In seconds you can link an Excel cell to a free database, and then use demographic data in formulae, tables, charts and anywhere else you may find it useful.


The 'Geography' database contains everything from British counties to American states, from Swiss cantons to Chinese provinces, and from the largest of countries to tiny, remote villages.

 

Like Stock (that provides information from stock exchanges) Geography is a 'linked' data types rolled out in October 2020 to Excel 365 users. This builds upon the 'Map' chart type that was introduced in Excel 2016. For details see the "related posts" section below this tutorial.

 

Download Geography workbook

Geography
.xlsx
Download XLSX • 5.39MB
  1. Download and open the above Geography workbook

 

Geography data types

  1. Go to the Victoria worksheet

  2. Select the cell containing, "Victoria"

  3. Choose the Data menu in the ribbon

  4. Locate the Data Types group

  5. Click the Geography button

 

Excel searches the online database for something matching, "Victoria", and it should find more than one. When Excel cannot pick a single place it will present a blue, encircled question mark in the cell, as shown.

 

When the selected cell contains an unresolved ambiguity (as it does here) the Data Selector frame appears showing all the places it might be, starting with the most likely.


In the Data Selector:

  1. Click where it says Victoria, Australia (or image)

  2. Review the Details for Victoria, Australia

  3. Click near the top of the Data Selector

  4. Click 'Select' directly below Victoria, Australia

 

The data selector should disappear and the cell redisplayed with a Geography icon. It looks like a fluttering flag, and indicates that the cell contains multiple attributes describing a known place.

 

The attributes (or fields) you reviewed in the Data Selector are also visible in card form. To view the card:

  1. Click the flag icon in the Geography cell

  2. Scroll up and down to view all the attributes

  3. Click away from the card to close

Try different place names in the Geography cell. Because the enter key selects the next cell down, you will need to reselect the Geography cell to see the Data Selector frame.

  1. Find a name that Excel can pick by itself

  2. See if the smallest village you know is listed

  3. Try names no longer in use, such as Burma.

 

Navigating a country's organisational structure

Each country has it's own way organising itself, and for most countries this is visible through the cards.

  1. Set the Geography cell back to Victoria

  2. Reselect the Geography cell

  3. Show the card using [Ctrl] + [Shift] + [F5]

  4. Scroll down to the Country/region attribute

  5. Hover the cursor over, "Australia"

┄┄┄┄┄┄┄┄┄┄

#### [Work to complete]
Please say whether each statement agrees with the Excel Geography tutorial. Answer yes or no for each, quoting the tutorial's deciding words. 1. The Geography data type reached Excel 365 users in October 2020. 2. When Excel cannot pick a single place, it puts a red exclamation mark in the cell. 3. The card can be shown with [Ctrl] + [Shift] + [F5].

┄┄┄┄┄┄┄┄┄┄

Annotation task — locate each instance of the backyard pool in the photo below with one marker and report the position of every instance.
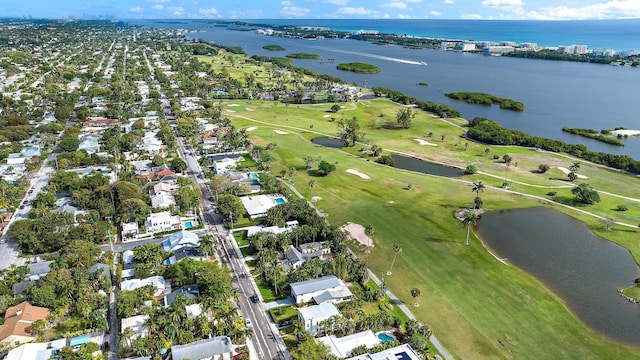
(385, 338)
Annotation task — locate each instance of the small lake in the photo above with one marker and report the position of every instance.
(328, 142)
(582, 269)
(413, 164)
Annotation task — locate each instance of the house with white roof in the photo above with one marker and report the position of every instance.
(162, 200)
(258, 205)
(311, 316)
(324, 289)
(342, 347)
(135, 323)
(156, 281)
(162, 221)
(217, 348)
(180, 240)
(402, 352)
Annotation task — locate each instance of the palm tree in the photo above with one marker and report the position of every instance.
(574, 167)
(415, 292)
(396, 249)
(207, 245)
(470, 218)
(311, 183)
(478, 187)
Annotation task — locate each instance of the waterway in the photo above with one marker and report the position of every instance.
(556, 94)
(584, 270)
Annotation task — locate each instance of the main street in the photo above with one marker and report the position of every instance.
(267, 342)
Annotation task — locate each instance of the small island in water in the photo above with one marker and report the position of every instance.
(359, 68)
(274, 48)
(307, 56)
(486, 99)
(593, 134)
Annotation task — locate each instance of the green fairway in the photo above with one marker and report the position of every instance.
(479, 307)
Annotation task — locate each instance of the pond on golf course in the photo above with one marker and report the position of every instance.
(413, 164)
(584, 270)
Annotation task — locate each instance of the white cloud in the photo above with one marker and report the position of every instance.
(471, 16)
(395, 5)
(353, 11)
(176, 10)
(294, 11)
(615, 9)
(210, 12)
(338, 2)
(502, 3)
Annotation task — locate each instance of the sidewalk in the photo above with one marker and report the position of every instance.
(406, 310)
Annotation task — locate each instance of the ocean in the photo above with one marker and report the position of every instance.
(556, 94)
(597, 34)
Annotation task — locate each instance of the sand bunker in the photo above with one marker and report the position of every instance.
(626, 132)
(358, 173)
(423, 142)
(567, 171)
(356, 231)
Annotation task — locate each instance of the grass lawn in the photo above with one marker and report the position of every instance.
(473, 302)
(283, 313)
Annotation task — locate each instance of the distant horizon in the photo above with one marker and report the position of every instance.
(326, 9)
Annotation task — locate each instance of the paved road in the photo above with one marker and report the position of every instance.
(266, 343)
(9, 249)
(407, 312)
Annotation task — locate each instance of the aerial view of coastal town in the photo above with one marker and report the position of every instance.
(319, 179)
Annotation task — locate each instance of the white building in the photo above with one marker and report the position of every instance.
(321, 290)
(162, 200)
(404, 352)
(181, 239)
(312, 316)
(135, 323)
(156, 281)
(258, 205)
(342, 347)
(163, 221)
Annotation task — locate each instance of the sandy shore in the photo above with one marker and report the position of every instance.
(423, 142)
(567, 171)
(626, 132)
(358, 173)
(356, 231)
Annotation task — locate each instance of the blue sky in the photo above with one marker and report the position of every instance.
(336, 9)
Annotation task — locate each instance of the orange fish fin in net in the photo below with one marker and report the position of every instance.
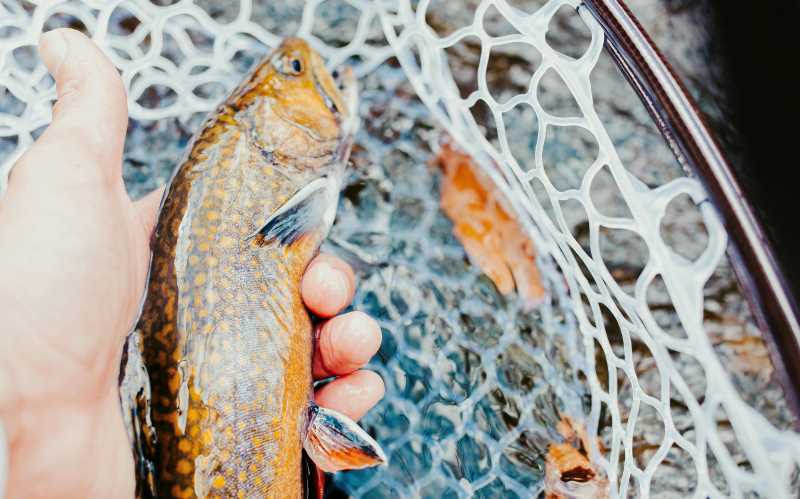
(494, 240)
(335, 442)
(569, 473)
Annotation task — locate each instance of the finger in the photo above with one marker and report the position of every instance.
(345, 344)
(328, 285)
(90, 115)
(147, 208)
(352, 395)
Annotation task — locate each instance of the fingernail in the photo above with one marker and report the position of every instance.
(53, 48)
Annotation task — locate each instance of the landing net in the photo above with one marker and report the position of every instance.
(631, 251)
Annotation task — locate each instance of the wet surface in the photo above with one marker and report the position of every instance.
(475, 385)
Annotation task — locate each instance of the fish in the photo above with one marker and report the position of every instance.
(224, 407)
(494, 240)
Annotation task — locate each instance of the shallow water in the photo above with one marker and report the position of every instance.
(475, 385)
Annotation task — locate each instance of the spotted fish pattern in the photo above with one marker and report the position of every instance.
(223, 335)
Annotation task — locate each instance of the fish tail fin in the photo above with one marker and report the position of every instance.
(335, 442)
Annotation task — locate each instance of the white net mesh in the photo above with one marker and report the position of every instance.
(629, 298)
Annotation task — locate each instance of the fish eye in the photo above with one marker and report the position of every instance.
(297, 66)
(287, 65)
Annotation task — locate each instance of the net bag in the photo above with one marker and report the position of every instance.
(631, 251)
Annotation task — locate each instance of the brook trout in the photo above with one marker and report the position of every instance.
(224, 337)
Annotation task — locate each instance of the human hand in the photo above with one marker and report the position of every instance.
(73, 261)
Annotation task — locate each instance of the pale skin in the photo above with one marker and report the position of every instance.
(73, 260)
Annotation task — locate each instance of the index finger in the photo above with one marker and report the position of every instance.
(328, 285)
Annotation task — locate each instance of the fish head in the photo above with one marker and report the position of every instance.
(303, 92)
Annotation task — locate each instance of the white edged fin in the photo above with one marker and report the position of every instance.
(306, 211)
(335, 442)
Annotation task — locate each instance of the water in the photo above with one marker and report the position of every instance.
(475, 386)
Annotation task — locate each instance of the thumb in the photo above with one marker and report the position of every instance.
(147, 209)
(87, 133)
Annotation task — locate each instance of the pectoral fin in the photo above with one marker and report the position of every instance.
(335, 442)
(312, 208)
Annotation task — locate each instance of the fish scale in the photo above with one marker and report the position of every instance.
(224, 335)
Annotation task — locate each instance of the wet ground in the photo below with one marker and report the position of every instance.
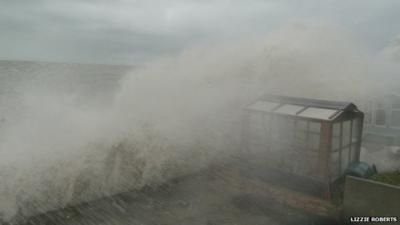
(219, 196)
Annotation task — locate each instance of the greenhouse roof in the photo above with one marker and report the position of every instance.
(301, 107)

┄┄┄┄┄┄┄┄┄┄

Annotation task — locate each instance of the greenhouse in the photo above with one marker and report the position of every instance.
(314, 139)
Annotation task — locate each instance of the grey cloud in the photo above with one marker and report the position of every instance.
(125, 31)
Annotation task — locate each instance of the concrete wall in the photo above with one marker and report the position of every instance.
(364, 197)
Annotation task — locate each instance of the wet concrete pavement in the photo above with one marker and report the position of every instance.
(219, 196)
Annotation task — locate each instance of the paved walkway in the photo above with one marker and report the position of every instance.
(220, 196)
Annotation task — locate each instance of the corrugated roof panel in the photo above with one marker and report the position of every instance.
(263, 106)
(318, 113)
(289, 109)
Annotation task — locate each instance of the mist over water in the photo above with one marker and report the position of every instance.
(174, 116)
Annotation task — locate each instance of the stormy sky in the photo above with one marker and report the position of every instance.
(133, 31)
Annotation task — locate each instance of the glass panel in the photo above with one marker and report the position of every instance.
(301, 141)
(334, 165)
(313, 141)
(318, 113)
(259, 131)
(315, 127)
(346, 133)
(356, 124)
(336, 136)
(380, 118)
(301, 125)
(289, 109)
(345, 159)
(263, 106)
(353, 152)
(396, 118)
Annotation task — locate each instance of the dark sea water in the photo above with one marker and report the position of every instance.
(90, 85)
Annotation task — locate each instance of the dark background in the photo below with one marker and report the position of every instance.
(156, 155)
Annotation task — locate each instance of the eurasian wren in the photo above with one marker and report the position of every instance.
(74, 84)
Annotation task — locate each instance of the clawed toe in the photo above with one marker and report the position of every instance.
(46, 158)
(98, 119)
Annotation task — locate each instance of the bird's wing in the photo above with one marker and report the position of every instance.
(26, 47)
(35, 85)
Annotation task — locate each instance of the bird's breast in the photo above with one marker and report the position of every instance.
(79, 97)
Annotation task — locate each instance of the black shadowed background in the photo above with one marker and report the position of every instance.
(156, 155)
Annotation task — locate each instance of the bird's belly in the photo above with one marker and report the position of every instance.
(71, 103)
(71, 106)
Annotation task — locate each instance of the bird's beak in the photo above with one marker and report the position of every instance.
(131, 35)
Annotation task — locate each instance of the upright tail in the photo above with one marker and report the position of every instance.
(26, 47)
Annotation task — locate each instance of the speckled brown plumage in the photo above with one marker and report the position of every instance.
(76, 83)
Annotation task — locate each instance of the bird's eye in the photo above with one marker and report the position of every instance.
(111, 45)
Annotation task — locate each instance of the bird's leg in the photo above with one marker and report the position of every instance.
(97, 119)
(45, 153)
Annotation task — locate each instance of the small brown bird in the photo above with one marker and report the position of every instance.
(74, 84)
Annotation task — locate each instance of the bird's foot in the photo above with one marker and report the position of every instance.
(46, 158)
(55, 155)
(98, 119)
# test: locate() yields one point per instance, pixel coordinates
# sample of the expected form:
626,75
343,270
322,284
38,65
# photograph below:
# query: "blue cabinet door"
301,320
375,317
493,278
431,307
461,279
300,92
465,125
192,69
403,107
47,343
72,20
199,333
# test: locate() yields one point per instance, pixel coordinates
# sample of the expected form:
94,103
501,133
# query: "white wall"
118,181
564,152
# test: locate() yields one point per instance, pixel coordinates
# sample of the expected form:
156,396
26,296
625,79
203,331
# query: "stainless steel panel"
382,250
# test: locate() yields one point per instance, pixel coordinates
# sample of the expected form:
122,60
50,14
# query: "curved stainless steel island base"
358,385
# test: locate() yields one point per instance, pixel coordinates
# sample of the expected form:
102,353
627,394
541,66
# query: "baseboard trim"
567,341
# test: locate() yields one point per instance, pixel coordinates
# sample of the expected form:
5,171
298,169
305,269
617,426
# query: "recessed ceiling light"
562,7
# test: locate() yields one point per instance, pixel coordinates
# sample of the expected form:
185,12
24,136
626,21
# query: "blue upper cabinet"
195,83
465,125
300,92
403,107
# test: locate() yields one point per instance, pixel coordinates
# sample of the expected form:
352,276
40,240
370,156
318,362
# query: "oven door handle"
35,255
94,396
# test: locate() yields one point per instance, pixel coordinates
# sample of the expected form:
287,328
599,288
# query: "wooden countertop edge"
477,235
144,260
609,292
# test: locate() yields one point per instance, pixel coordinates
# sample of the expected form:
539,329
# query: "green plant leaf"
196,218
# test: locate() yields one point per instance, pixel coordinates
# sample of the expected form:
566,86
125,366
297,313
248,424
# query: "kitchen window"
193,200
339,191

┄┄┄┄┄┄┄┄┄┄

#### [Exercise solution]
1. Yes: "rolled out in October 2020 to Excel 365 users"
2. No: "it will present a blue, encircled question mark in the cell"
3. Yes: "Show the card using [Ctrl] + [Shift] + [F5]"